(Items from a dataset)
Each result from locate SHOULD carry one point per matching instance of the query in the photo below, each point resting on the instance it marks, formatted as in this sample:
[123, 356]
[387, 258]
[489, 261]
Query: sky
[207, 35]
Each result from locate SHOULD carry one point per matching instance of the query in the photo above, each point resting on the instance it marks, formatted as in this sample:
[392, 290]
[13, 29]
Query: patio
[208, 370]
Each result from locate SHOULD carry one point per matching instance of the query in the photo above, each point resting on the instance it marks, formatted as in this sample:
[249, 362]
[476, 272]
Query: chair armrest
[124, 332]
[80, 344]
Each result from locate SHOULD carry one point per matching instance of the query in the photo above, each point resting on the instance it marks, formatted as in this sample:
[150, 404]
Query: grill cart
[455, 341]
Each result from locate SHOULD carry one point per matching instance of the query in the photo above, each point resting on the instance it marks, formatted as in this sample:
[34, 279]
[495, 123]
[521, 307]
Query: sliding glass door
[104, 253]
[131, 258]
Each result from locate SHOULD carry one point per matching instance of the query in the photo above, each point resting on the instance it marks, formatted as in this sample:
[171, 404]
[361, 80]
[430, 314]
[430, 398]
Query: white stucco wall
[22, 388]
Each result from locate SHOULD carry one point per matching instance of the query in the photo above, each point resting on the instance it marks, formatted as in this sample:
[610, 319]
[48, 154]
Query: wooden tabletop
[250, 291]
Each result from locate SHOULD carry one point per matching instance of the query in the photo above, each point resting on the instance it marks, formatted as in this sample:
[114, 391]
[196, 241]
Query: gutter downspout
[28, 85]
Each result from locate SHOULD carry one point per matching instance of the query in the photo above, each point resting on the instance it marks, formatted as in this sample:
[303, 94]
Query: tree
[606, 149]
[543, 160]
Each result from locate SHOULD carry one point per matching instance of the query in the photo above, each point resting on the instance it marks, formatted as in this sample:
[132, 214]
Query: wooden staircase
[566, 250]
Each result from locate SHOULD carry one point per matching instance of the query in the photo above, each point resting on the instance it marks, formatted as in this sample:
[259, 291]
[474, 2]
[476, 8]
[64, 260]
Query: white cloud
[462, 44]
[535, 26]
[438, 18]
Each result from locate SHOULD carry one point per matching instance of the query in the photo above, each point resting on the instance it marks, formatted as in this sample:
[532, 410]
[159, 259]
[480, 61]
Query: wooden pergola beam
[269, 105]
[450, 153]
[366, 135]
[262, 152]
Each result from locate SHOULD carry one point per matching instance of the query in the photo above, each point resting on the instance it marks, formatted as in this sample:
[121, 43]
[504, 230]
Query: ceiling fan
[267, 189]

### Aim of the task
Every record above must be set down again, word for word.

### Output of the task
Each result from locate SHOULD carry one point per matching instance of the query in the photo below, each point resting on the instance it marks, formatted as in this sample:
[123, 356]
[387, 258]
[489, 261]
Query: sky
[207, 35]
Each result from locate SHOULD carry one point per matching instance of the query in the photo above, each point resting on the instance it marks, formatted as in this sample:
[392, 290]
[13, 29]
Query: patio
[208, 370]
Each result from locate SHOULD carry one point per matching instance of the query in the photo above, each point resting on the instance it marks, formatted as in this sample:
[249, 362]
[476, 272]
Query: chair armrest
[124, 332]
[80, 344]
Each result from locate SHOULD carry one point per matching instance of the query in the photo above, each point resting on the instance it marks, formatted as in this sample:
[150, 404]
Query: grill cart
[455, 341]
Each result from locate SHOULD carry one point per matching instance of the query in the photo above, each point resting on the instance it marks, formatted as in this sample:
[34, 279]
[495, 123]
[521, 307]
Query: sliding glass door
[104, 253]
[131, 258]
Each result from locate SHOULD carry one point per matching instance of the query in the photo above, each point resting on the instance it marks, formatted as in this sample:
[171, 404]
[361, 80]
[430, 314]
[430, 398]
Query: white stucco wall
[22, 388]
Each result from locate SHOULD carry one point per matching instance of the query in the photo above, each point resting on the instance it marks, formatted as in this sample:
[610, 319]
[48, 154]
Query: wooden tabletop
[250, 291]
Each result from locate SHOULD carry one point per matching instance of the query in the photo above, each point resting on the instance it marks, formatted as in this sample:
[114, 391]
[196, 241]
Query: gutter downspout
[28, 85]
Each result from locate SHOULD carry one point per matching instance of the query in the photo above, each point resting on the instance it marks, formatted as in this sample:
[303, 94]
Query: tree
[606, 149]
[543, 160]
Each result from locate SHOULD carry one point per matching instance of the query in the photo above, each point resting on the instance it marks, formatted as in this sample:
[132, 214]
Query: wooden staircase
[566, 250]
Each result from locate SHOULD carry one point per matching instance of the query in the photo above, each point resting on the instance it marks, formatted as in this sample:
[259, 291]
[474, 2]
[476, 8]
[64, 260]
Query: white cloud
[462, 44]
[535, 26]
[438, 18]
Each result from locate SHOULD carry one point per matching instance of the query in the photo above, each point resting on the instance it marks, formatted as in this sample:
[532, 410]
[159, 259]
[480, 61]
Query: wooden pergola beam
[269, 105]
[450, 153]
[366, 135]
[262, 152]
Each result from locate SHOULD carry one point per matching instance of the query in the photo above, each point resting on the instance it marks, formatted as in this sample:
[121, 43]
[504, 230]
Query: ceiling fan
[267, 189]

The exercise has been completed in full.